Text block START
A sad example of what Scott Aaronson called bureaucratic blankface: Hannah Cairo, who at 17 published a counterexample to the longstanding Mizohata-Takeuchi conjecture which electrified harmonic analysis experts the world over, decided after completing the proof to apply to 10 graduate programs. 6 rejected her because she didn’t have a graduate degree nor a high school diploma (she’d been advised by Zvezdelina Stankova, founder of the top-tier Berkeley Math Circle, to skip undergrad at 14 and enrol straight in grad-level courses as she’d already taught herself an advanced undergrad curriculum by then from Khan Academy and textbooks). 2 admitted her but were then overridden by administrators. Only the U of Maryland and John Hopkins overlooked her unconventional CV. This enraged Alex Tabarrok:
Kudos to UMD and JHU! But what is going on at those other universities?!! Their sole mission is to identify and nurture talent. They have armies of admissions staff and tout their “holistic” approach to recognizing creativity and intellectual promise even when it follows an unconventional path. Yet they can’t make room for a genius who has been vetted by some of the top mathematicians in the world? This is institutional failure.
We saw similar failures during COVID: researchers at Yale’s School of Public Health, working on new tests, couldn’t get funding from their own billion-dollar institution and would have stalled without Tyler’s Fast Grants. But the problem isn’t just speed. Emergent Ventures isn’t about speed but about discovering talent. If you wonder why EV has been so successful look to Tyler and people like Shruti Rajagopalan and to the noble funders but look also to the fact that their competitors are so bureaucratic that they can’t recognize talent even when it is thrust upon them.
It’s a very good thing EV exists. But you know your city is broken when you need Batman to fight crime. EV will have truly succeeded when the rest of the system is inspired into raising its game.
Text block END
Provided information START
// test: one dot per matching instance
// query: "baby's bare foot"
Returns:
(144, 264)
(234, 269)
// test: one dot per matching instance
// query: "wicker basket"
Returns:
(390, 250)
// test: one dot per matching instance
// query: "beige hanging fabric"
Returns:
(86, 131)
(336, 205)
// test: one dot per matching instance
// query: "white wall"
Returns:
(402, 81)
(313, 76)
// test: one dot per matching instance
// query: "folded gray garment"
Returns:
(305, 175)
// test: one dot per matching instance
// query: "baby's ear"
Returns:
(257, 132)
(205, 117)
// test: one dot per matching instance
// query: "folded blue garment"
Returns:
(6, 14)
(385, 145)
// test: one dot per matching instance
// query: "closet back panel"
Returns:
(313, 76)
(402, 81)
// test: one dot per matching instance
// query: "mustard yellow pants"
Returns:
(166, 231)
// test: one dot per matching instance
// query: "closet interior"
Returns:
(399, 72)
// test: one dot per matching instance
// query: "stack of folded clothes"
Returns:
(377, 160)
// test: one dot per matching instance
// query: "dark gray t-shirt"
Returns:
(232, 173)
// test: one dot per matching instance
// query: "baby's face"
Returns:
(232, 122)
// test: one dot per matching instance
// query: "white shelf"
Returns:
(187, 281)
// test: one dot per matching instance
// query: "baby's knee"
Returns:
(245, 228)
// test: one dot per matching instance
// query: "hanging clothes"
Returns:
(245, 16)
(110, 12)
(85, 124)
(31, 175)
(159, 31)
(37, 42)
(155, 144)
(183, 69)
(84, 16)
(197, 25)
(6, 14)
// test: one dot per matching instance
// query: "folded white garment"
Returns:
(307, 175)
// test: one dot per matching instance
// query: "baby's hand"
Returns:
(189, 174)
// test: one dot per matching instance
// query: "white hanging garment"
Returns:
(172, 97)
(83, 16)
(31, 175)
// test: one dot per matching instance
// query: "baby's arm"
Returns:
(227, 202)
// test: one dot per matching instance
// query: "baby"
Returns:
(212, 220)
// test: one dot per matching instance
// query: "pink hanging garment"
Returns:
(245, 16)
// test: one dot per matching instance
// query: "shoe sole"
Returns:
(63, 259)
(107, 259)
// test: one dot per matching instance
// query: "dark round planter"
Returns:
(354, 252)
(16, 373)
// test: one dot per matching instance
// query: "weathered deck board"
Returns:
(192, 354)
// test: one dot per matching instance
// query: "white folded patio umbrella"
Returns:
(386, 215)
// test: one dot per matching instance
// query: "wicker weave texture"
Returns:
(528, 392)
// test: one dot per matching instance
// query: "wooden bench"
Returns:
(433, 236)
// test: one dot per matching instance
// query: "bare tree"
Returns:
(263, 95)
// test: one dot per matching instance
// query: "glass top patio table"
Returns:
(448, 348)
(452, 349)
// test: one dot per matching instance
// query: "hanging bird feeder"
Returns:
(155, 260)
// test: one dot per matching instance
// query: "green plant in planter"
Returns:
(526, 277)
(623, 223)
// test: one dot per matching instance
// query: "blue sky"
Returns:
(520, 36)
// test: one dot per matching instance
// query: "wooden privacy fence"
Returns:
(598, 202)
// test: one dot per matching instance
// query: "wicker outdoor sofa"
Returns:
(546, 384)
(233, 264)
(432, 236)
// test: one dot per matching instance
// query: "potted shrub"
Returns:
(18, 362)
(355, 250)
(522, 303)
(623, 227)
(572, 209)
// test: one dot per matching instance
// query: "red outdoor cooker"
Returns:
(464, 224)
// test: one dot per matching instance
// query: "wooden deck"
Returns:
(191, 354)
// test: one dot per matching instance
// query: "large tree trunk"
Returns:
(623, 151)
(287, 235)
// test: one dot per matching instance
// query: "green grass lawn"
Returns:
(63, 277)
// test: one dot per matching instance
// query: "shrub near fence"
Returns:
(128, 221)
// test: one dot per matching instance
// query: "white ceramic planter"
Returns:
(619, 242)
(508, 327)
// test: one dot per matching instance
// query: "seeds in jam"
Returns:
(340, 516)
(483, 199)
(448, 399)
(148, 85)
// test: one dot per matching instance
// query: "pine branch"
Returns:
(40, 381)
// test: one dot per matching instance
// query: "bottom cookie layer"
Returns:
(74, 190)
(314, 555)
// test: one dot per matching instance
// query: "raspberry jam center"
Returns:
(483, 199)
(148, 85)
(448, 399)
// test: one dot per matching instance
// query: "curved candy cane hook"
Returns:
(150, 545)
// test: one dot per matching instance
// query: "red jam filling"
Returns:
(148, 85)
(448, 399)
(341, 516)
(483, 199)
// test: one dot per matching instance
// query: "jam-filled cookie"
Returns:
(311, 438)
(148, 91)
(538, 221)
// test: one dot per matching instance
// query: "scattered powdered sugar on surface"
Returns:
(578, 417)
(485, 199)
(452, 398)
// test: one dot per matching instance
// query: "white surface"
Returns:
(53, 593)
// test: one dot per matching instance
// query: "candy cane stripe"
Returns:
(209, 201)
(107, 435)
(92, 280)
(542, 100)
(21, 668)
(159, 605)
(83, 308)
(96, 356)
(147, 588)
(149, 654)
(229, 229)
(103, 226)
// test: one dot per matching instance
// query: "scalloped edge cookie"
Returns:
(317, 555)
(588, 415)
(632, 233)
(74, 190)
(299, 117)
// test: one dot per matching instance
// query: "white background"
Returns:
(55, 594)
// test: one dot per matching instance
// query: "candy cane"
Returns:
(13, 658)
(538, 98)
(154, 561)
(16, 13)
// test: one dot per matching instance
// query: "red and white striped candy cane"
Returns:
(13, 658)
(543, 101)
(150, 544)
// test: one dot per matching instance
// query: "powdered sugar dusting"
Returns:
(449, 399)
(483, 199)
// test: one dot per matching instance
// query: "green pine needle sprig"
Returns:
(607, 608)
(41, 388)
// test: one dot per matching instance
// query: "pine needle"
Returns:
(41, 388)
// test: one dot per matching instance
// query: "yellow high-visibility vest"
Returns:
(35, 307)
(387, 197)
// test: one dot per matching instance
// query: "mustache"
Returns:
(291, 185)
Provided information END
= Description of the task =
Please extend the passage about Hannah Cairo's graduate admissions, picking up right after its last sentence.

= Result for this exercise =
On blankfaces, quoting Scott:
What exactly is a blankface? He or she is often a mid-level bureaucrat, but not every bureaucrat is a blankface, and not every blankface is a bureaucrat. A blankface is anyone who enjoys wielding the power entrusted in them to make others miserable by acting like a cog in a broken machine, rather than like a human being with courage, judgment, and responsibility for their actions. A blankface meets every appeal to facts, logic, and plain compassion with the same repetition of rules and regulations and the same blank stare—a blank stare that, more often than not, conceals a contemptuous smile.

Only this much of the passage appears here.